Prompt — Please add 81 to every answer coordinate in the part of the listing that opens at its start and closes with the line containing "point(131, 264)", then write out that whole part again, requests included. Leave the pictures out, and keep the sample coordinates in the requests unchanged.

Data records —
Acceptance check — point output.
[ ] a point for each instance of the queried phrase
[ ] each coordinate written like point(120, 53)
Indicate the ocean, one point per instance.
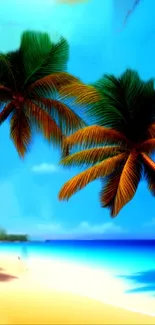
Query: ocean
point(131, 264)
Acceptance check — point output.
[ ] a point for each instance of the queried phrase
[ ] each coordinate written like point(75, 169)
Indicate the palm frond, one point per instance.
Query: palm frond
point(50, 83)
point(41, 56)
point(84, 94)
point(149, 173)
point(44, 123)
point(7, 110)
point(101, 169)
point(20, 132)
point(95, 135)
point(5, 94)
point(151, 130)
point(6, 73)
point(129, 180)
point(90, 156)
point(67, 119)
point(109, 190)
point(148, 146)
point(148, 161)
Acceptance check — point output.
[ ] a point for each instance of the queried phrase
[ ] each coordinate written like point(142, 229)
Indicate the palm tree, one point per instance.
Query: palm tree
point(118, 149)
point(29, 80)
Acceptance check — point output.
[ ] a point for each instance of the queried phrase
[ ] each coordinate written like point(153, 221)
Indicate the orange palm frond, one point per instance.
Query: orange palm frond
point(148, 161)
point(68, 120)
point(129, 180)
point(90, 156)
point(151, 130)
point(95, 135)
point(7, 110)
point(20, 132)
point(108, 193)
point(84, 94)
point(44, 122)
point(79, 181)
point(149, 172)
point(5, 93)
point(55, 81)
point(147, 146)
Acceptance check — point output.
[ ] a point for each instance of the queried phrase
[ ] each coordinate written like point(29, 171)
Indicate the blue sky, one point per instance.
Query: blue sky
point(29, 188)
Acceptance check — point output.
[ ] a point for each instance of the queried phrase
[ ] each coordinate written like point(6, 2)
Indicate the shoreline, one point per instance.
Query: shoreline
point(54, 278)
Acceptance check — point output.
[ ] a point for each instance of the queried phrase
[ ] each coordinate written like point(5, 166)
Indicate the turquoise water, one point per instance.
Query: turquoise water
point(132, 261)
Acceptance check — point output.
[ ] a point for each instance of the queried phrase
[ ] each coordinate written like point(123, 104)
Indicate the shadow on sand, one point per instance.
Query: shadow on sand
point(145, 281)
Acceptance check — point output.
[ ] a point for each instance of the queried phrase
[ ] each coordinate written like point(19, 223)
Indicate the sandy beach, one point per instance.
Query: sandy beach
point(29, 297)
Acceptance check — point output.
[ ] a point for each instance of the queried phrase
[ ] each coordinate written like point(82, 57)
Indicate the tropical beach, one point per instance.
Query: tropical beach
point(36, 296)
point(77, 124)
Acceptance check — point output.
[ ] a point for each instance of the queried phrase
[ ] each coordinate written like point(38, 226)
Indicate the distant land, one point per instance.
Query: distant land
point(12, 237)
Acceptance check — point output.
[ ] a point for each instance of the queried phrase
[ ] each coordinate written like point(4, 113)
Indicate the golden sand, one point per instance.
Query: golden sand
point(23, 301)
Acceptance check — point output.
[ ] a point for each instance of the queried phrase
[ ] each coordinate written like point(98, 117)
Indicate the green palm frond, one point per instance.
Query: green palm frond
point(42, 57)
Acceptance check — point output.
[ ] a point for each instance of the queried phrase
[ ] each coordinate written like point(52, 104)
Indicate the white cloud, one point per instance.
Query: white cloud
point(103, 228)
point(45, 168)
point(149, 223)
point(84, 228)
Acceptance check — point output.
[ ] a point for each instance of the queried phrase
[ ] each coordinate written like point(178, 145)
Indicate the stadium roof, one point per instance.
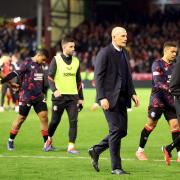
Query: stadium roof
point(14, 8)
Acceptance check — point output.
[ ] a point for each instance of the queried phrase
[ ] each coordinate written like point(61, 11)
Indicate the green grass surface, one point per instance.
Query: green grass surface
point(28, 161)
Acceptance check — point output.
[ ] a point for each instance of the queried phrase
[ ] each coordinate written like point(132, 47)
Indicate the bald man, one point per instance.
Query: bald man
point(115, 90)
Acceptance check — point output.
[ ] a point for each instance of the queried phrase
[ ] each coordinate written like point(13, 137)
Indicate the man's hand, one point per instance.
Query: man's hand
point(57, 93)
point(136, 100)
point(104, 104)
point(80, 105)
point(14, 86)
point(81, 101)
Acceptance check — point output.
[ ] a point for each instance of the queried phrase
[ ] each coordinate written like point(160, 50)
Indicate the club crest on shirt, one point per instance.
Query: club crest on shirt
point(69, 68)
point(54, 108)
point(153, 114)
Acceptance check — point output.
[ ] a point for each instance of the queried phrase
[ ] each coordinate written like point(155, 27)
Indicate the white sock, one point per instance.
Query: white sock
point(71, 146)
point(140, 149)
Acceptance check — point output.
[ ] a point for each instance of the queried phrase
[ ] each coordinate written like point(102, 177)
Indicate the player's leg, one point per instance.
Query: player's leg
point(170, 115)
point(72, 112)
point(42, 112)
point(57, 111)
point(153, 115)
point(23, 113)
point(3, 94)
point(168, 148)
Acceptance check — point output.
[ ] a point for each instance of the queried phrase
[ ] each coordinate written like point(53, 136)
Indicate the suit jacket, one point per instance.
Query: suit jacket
point(175, 79)
point(108, 76)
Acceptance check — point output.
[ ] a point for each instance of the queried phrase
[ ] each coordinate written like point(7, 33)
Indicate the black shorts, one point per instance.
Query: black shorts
point(38, 106)
point(155, 113)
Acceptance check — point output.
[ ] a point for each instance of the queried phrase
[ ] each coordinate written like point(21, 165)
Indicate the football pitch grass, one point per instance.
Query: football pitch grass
point(28, 161)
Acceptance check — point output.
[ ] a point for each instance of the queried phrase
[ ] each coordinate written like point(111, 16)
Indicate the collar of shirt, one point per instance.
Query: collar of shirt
point(67, 58)
point(117, 48)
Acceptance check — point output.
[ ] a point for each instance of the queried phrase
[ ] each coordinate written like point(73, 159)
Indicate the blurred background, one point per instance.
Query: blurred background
point(28, 25)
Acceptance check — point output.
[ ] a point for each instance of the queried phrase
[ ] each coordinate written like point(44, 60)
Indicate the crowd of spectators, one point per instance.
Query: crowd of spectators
point(145, 39)
point(16, 40)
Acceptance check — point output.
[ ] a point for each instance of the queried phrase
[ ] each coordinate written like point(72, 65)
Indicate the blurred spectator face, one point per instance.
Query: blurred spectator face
point(41, 58)
point(170, 53)
point(119, 37)
point(5, 59)
point(68, 48)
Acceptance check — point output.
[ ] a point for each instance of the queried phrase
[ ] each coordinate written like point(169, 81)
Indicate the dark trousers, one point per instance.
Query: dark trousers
point(177, 105)
point(117, 123)
point(57, 110)
point(5, 86)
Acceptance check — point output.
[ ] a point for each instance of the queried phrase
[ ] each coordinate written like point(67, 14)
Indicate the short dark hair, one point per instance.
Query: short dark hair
point(170, 44)
point(66, 40)
point(43, 52)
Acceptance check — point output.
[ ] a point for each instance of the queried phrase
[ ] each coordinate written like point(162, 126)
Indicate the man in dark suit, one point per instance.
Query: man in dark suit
point(175, 91)
point(115, 90)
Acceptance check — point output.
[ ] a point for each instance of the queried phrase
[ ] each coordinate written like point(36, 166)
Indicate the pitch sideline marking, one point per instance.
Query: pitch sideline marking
point(72, 157)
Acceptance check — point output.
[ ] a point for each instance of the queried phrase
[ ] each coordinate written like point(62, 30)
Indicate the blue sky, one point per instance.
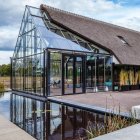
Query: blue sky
point(124, 13)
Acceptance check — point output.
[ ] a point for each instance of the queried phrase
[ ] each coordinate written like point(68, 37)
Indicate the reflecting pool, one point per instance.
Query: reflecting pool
point(52, 121)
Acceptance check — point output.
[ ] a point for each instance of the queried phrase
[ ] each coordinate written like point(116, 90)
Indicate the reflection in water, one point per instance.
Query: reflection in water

Exercise response —
Acceptance check — point output.
[ ] a point for each instance of the queried phrase
[ ] each coordinate written like point(120, 53)
Indicate the ocean, one point per instance.
Query: ocean
point(212, 345)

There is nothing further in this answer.